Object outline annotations
------------

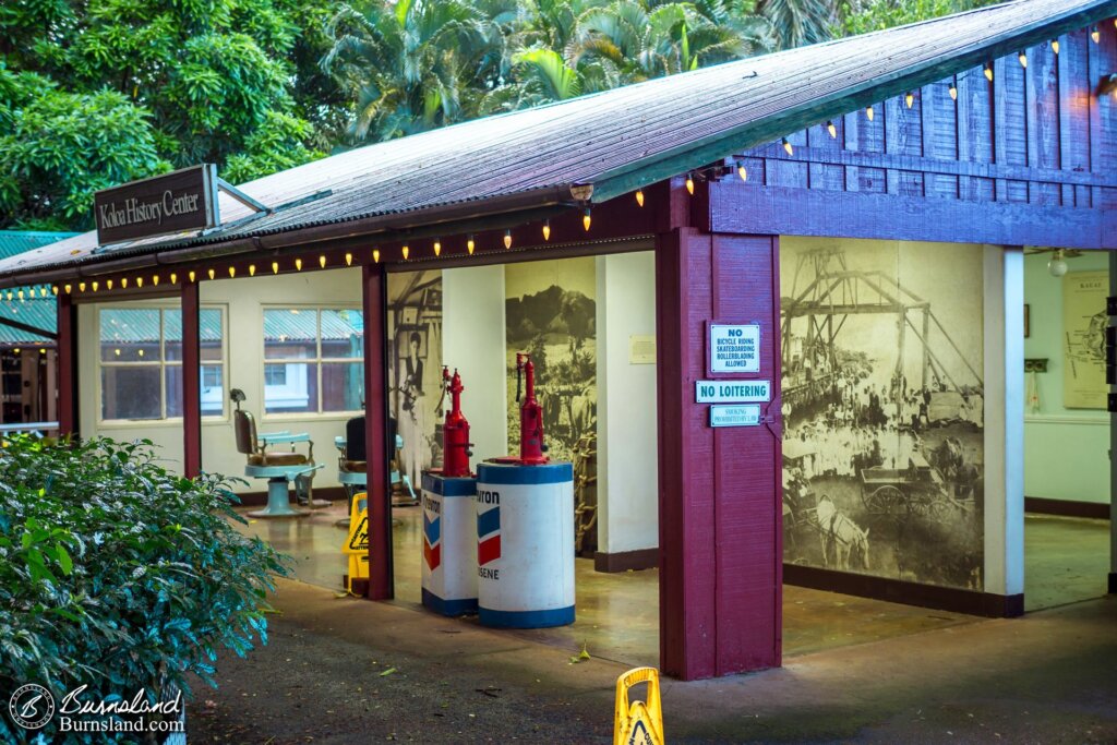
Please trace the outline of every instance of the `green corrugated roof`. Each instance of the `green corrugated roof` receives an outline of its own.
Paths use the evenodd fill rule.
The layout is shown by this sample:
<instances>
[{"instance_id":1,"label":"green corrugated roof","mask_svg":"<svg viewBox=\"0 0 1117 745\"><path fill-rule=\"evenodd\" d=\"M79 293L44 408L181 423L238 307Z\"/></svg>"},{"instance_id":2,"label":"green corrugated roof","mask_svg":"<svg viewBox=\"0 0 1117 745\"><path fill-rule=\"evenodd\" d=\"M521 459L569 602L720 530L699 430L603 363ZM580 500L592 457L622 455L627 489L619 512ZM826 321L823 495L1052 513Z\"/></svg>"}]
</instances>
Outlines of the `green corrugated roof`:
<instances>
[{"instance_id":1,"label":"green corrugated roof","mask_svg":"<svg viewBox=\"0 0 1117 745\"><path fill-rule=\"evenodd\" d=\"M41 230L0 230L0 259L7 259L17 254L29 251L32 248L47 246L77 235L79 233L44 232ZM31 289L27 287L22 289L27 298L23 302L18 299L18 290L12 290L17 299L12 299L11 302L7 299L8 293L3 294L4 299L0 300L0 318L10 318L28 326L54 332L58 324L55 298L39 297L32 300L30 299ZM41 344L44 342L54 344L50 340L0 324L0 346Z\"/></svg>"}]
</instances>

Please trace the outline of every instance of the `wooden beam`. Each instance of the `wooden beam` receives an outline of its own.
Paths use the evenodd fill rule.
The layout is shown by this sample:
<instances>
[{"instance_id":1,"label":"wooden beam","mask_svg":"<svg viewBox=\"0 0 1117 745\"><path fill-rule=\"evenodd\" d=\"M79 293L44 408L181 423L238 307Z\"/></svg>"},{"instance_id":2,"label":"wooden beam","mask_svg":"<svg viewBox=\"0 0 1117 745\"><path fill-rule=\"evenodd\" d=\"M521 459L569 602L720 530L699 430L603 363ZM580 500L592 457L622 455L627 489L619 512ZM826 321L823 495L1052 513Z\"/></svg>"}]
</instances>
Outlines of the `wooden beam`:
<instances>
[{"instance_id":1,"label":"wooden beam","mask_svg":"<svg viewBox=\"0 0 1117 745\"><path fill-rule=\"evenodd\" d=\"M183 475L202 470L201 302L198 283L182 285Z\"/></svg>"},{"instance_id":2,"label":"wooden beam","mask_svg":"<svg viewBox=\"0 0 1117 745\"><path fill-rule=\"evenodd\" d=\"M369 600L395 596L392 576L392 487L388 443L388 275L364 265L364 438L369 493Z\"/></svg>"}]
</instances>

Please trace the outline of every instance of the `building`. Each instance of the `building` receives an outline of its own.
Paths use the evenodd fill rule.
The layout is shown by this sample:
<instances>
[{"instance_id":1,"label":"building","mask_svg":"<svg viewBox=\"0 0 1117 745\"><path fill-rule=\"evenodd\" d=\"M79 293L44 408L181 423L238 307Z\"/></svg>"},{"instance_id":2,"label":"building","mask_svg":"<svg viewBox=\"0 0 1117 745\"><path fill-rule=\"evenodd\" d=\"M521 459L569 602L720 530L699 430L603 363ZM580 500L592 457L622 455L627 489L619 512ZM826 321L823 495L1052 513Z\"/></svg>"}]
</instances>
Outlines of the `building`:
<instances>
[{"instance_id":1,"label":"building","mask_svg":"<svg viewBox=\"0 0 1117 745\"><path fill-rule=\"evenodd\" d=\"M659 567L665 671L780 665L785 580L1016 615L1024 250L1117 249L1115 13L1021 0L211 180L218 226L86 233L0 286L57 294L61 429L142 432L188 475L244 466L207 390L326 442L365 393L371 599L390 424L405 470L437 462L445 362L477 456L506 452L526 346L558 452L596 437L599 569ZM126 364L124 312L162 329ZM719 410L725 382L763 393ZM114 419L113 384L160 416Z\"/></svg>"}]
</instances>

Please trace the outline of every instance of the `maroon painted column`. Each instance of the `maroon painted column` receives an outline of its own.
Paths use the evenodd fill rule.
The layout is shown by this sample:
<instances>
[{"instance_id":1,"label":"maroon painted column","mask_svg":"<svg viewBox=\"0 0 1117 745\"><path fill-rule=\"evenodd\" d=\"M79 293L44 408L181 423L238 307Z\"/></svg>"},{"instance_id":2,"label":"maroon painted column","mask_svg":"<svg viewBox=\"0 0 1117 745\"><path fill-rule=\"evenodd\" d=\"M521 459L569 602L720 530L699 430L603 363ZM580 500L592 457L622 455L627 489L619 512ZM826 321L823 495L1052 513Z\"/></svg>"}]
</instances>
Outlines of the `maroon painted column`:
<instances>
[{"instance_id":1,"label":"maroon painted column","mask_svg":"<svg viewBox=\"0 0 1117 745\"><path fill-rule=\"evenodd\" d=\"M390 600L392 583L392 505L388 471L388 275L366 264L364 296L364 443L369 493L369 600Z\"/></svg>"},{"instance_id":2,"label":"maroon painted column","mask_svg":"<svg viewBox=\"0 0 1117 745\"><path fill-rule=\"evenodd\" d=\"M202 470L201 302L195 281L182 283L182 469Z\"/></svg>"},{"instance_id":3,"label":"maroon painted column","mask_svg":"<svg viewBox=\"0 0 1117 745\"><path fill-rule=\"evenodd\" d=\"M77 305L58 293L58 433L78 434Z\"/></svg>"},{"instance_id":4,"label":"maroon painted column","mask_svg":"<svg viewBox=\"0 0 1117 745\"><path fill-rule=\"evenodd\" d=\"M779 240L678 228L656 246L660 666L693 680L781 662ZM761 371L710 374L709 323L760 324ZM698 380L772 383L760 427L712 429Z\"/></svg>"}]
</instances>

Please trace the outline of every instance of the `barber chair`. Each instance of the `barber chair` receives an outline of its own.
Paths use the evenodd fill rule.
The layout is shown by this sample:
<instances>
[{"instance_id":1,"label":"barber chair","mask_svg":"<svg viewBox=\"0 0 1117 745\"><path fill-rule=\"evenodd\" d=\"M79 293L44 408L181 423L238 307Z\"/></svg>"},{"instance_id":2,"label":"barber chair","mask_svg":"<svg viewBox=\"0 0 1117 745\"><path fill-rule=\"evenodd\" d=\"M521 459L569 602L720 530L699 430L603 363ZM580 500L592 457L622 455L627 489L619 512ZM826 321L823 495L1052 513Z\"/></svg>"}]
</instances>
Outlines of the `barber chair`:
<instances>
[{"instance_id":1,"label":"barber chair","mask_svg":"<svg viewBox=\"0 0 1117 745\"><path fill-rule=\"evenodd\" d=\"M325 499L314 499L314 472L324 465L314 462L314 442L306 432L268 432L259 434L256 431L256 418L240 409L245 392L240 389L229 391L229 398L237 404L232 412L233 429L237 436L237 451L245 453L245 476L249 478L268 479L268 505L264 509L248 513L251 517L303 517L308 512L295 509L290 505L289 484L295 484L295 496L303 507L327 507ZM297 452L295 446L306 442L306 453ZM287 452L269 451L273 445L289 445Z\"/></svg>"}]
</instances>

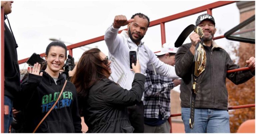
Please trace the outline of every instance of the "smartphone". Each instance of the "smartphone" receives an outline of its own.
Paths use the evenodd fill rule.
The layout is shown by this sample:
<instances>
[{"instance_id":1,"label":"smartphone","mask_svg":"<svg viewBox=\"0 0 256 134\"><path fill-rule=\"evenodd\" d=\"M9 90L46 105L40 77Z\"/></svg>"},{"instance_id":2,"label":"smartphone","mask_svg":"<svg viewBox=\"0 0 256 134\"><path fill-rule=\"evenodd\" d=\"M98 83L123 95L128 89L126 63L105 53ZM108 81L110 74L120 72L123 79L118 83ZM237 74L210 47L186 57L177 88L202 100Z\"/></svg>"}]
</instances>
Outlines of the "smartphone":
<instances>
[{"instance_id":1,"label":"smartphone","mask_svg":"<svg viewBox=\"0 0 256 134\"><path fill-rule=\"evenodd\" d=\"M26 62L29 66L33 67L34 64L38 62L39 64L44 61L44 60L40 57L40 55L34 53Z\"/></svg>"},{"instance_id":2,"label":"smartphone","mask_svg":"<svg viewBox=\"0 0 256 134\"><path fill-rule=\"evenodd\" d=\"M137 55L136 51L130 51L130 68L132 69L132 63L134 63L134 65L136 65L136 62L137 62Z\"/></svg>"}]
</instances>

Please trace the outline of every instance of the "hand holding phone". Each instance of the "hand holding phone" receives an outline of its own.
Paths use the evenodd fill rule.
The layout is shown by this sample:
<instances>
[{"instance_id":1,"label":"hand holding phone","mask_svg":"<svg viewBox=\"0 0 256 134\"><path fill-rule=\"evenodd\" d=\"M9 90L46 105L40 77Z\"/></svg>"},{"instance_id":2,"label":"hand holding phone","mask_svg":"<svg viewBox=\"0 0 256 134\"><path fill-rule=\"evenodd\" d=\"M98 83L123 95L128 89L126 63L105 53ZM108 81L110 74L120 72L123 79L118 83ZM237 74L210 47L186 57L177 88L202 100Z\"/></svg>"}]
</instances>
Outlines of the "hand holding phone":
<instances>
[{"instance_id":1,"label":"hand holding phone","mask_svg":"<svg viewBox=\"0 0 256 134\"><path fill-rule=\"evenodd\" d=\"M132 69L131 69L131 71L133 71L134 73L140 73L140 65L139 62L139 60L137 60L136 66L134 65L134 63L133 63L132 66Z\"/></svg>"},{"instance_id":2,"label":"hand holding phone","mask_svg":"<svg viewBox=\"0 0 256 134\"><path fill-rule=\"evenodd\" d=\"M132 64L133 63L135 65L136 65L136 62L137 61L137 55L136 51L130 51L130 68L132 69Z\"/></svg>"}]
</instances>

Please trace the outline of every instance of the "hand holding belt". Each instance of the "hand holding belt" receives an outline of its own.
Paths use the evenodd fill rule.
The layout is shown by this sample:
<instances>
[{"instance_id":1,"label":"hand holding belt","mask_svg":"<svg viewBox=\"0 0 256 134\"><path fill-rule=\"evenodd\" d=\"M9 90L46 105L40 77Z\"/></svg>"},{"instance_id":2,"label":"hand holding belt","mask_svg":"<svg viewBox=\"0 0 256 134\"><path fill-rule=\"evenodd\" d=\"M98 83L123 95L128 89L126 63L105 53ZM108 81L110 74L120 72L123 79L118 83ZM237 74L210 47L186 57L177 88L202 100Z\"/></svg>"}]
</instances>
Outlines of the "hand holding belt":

------------

Aim
Pick out and copy each line of the entries above that contains the string "Outlines". Case counts, so only matches with the same capitalization qualify.

Task response
Outlines of the `green corrugated roof`:
Outlines of the `wooden beam`:
Outlines of the `building`:
Outlines of the `maroon painted column`:
Outlines of the `barber chair`:
Outlines of the "smartphone":
Outlines of the "hand holding phone":
Outlines of the "hand holding belt":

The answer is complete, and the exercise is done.